Directions: Your answer should be the lines below from the one with "Target = gas range" to the one with "Wanted = one point per instance of the cabinet", both included, given again exactly and with nothing added.

Supplied material:
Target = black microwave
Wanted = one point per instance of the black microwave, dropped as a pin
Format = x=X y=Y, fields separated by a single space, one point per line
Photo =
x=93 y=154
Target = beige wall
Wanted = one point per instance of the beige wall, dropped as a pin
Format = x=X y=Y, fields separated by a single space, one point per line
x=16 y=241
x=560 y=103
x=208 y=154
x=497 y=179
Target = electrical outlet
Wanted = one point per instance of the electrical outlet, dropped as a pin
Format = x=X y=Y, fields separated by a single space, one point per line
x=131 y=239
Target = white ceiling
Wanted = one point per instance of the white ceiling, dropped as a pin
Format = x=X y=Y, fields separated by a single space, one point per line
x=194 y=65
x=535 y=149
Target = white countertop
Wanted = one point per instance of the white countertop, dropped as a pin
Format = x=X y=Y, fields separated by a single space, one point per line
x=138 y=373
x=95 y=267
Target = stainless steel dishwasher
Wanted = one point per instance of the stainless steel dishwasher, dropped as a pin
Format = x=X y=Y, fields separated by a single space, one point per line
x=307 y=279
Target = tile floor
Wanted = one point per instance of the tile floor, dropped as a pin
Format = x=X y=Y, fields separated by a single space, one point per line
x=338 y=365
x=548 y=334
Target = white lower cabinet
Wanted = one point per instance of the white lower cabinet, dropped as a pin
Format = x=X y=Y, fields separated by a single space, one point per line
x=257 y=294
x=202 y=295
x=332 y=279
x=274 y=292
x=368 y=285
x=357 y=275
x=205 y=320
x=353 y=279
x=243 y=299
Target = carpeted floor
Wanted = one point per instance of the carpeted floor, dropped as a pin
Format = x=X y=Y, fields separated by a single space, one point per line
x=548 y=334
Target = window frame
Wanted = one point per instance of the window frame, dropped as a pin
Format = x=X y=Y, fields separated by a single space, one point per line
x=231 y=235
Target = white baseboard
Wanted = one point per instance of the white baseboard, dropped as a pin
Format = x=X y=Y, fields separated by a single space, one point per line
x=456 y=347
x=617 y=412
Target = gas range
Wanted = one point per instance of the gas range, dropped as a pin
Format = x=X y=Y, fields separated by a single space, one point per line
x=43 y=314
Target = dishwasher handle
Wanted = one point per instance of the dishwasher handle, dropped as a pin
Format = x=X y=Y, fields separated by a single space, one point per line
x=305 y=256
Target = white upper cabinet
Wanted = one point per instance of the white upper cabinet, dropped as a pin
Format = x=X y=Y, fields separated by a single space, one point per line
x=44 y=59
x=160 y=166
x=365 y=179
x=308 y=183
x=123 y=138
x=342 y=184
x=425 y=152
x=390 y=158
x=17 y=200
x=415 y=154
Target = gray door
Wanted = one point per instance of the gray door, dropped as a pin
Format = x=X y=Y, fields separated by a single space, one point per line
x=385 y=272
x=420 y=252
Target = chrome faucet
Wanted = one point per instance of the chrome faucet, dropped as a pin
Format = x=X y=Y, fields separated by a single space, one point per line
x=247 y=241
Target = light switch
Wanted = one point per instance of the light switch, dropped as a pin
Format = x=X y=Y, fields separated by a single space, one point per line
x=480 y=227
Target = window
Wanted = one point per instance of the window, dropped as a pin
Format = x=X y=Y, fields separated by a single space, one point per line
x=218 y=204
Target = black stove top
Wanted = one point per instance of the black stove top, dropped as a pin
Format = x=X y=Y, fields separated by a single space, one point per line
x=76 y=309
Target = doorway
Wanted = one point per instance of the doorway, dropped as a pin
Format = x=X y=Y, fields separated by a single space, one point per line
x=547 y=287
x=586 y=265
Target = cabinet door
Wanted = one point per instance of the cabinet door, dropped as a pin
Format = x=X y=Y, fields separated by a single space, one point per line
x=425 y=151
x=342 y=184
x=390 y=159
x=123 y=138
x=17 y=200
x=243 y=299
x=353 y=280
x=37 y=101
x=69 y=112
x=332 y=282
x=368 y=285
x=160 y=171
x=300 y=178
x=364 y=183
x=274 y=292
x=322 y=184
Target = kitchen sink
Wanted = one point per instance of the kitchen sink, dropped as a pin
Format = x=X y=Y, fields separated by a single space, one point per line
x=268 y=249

Your solution:
Target = gas range
Wanted = one point per instance of the gas range, dropped as a pin
Format = x=X y=Y, fields separated by a single space, one point per line
x=43 y=314
Target = dishwasher handle
Wanted = one point per instance of the dishwasher handle, dropped as a pin
Format = x=X y=Y, fields separated by a single space, one point per line
x=305 y=256
Target = white upper cabinet
Wanted = one point per instance of the white upper cabinet, dropped as a pin
Format = x=X y=Y, fields separated by a single space, one point per line
x=44 y=59
x=160 y=166
x=365 y=179
x=308 y=183
x=123 y=138
x=342 y=184
x=425 y=152
x=390 y=158
x=17 y=200
x=415 y=154
Target = gray door
Wanted = one point per instance of the gray door, dropped as a pin
Format = x=X y=Y, fields separated by a single space, one point per line
x=385 y=272
x=420 y=252
Target = chrome faucet
Wanted = one point per instance of the chrome faucet, dropped as a pin
Format = x=X y=Y, fields separated by a single space, one point per line
x=247 y=241
Target = light switch
Wanted = one point per instance of the light switch, dropped as a pin
Format = x=X y=Y, fields separated by a single space, one point per line
x=480 y=227
Target = window
Wanted = one point per instance of the window, dropped as a pin
Format = x=X y=Y, fields separated by a single space, one point per line
x=218 y=204
Target = black stove top
Wanted = one point per instance of the black stove top, dropped as a pin
Format = x=X y=Y, fields separated by a single space, one point per line
x=76 y=309
Target = doorway
Wanted = one point per instance of the doorway, dropped as a pin
Format = x=X y=Y, fields separated by a single space, one point per line
x=547 y=287
x=586 y=265
Target = cabinet door
Wanted = one point per instance of the cabinet door, dropped as a pin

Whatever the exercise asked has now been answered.